— PROVIDED TEXT —
★ ★ ★
Although the binary classification models were trained in this study, we also assessed the diagnostic performance for ST subtypes to determine the error-prone subtypes by analyzing the predicted probabilities of each case. Specifically, the partial-thickness tears were easily missed by 2D CNN models, while partial-thickness tears and small tears were the easily missed subtypes for the 3D CNN model (Fig. 4). The detection rates of partial-thickness and small tears by the 2D CNN model reached 0.625 and 0.833 on the internal test set compared to 0.33 and 1.00 on the surgery test set, indicating a potential role of the 2D CNN model in diagnosing STs at early stages.

Fig. 4
figure 4

Predicted probabilities for different ST subtypes by the 2D CNN model. To determine the error-prone ST subtypes for 2D and 3D CNN models, the predicted probabilities for each patient in internal (A and B) and surgery (C and D) test sets were calculated and ranked accordingly. The dotted lines represent the threshold of the corresponding model (0.8 for 2D and 0.2 for 3D). ST subtypes are presented in different colors

Another subgroup analysis was performed to evaluate the robustness of these models for MRI systems with different MFSs (1.5 T and 3.0 T). As shown in Fig. 5 and Additional file 5: Table S2, the 2D and 3D CNN models showed no significant difference in diagnostic performance between 1.5 and 3 T MRI data on either the internal or surgery test sets.

Fig. 5
figure 5

ROC and PR curves of the 2D CNN model on 1.5 T and 3.0 T MRI examinations. A ROC curves of the 2D CNN model for 1.5 T and 3.0 T MRI examinations on internal test set; B PR curves of the 2D CNN model for 1.5 T and 3.0 T MRI examinations on the internal test set; C ROC curves of the 2D CNN model for 1.5 T and 3.0 T MRI examinations on the surgery test set; D PR curves of the 2D CNN model for 1.5 T and 3.0 T MRI examinations on the surgery test set. CNN, convolutional neural network; ST, supraspinatus tear; ROC, receiver operating characteristic

Diagnostic performance of clinical experts

A total of 8 clinical experts, including 4 radiologists and 4 orthopedic surgeons with varied experiences, participated in the reader study. The inter-rater agreement among the 8 clinical experts, measured by the exact Fleiss kappa score, was 0.575 on the surgery test sets and 0.586 on the internal test sets. The diagnostic metrics details are listed in Table 2, Additional file 3: Table S1 and Additional file 5: Table S2. The 2D CNN model generally exhibited an equivalent diagnostic performance to the senior clinicians and a better one than junior clinicians (Fig. 3). In addition, it took the clinicians a mean of 39 s to make a diagnosis.
★ ★ ★
— RECORDED DATA —
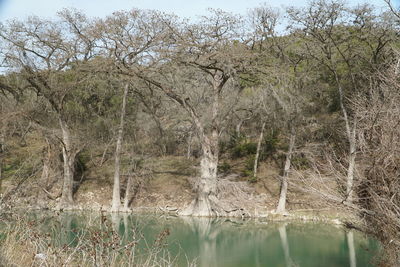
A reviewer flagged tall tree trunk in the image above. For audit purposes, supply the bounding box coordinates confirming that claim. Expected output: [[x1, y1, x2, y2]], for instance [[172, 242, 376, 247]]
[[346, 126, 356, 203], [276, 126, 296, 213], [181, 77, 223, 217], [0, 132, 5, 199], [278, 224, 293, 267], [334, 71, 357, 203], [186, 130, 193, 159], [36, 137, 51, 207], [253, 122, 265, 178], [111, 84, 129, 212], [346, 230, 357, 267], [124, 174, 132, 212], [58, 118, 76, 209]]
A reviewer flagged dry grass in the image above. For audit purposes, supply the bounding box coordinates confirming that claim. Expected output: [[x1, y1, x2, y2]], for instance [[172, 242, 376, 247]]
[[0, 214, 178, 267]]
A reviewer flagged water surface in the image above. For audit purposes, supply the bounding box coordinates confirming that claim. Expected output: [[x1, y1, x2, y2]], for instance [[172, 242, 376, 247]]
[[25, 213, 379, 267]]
★ ★ ★
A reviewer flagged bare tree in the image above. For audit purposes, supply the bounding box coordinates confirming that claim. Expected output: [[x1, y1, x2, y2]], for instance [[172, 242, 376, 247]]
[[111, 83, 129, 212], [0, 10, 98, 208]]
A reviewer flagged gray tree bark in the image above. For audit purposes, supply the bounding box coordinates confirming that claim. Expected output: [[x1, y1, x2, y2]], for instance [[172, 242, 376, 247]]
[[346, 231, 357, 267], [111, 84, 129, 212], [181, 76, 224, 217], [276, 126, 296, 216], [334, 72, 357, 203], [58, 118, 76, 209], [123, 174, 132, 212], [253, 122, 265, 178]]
★ ★ ★
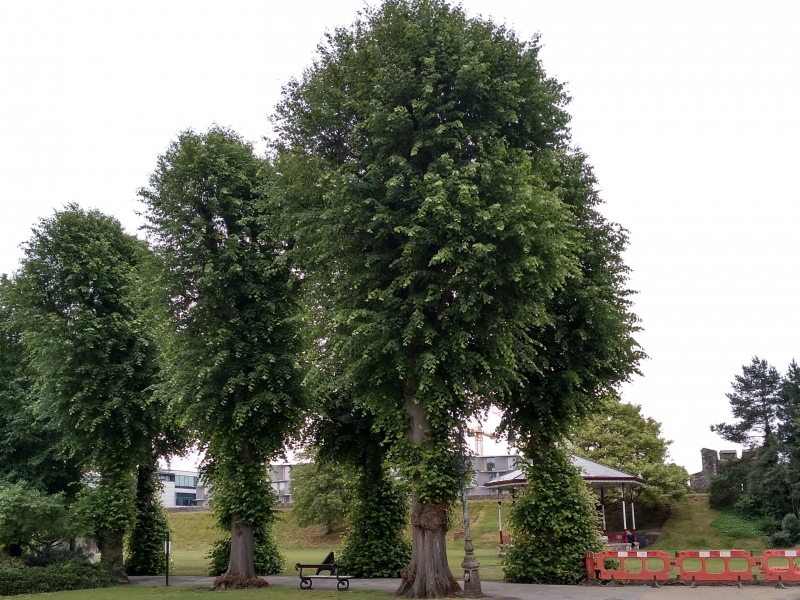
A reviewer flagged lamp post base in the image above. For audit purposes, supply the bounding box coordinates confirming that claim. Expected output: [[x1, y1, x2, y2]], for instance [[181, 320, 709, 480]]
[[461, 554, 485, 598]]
★ ★ ★
— EXERCISE —
Return, word for word, the part of the text on the tear-detection models that opens with the words containing "Diagnostic performance of" and closes with "make a diagnosis.". Work only from the text on the tear-detection models, not from the entries.

— RESPONSE AREA —
Diagnostic performance of clinical experts

A total of 8 clinical experts, including 4 radiologists and 4 orthopedic surgeons with varied experiences, participated in the reader study. The inter-rater agreement among the 8 clinical experts, measured by the exact Fleiss kappa score, was 0.575 on the surgery test sets and 0.586 on the internal test sets. The diagnostic metrics details are listed in Table 2, Additional file 3: Table S1 and Additional file 5: Table S2. The 2D CNN model generally exhibited an equivalent diagnostic performance to the senior clinicians and a better one than junior clinicians (Fig. 3). In addition, it took the clinicians a mean of 39 s to make a diagnosis.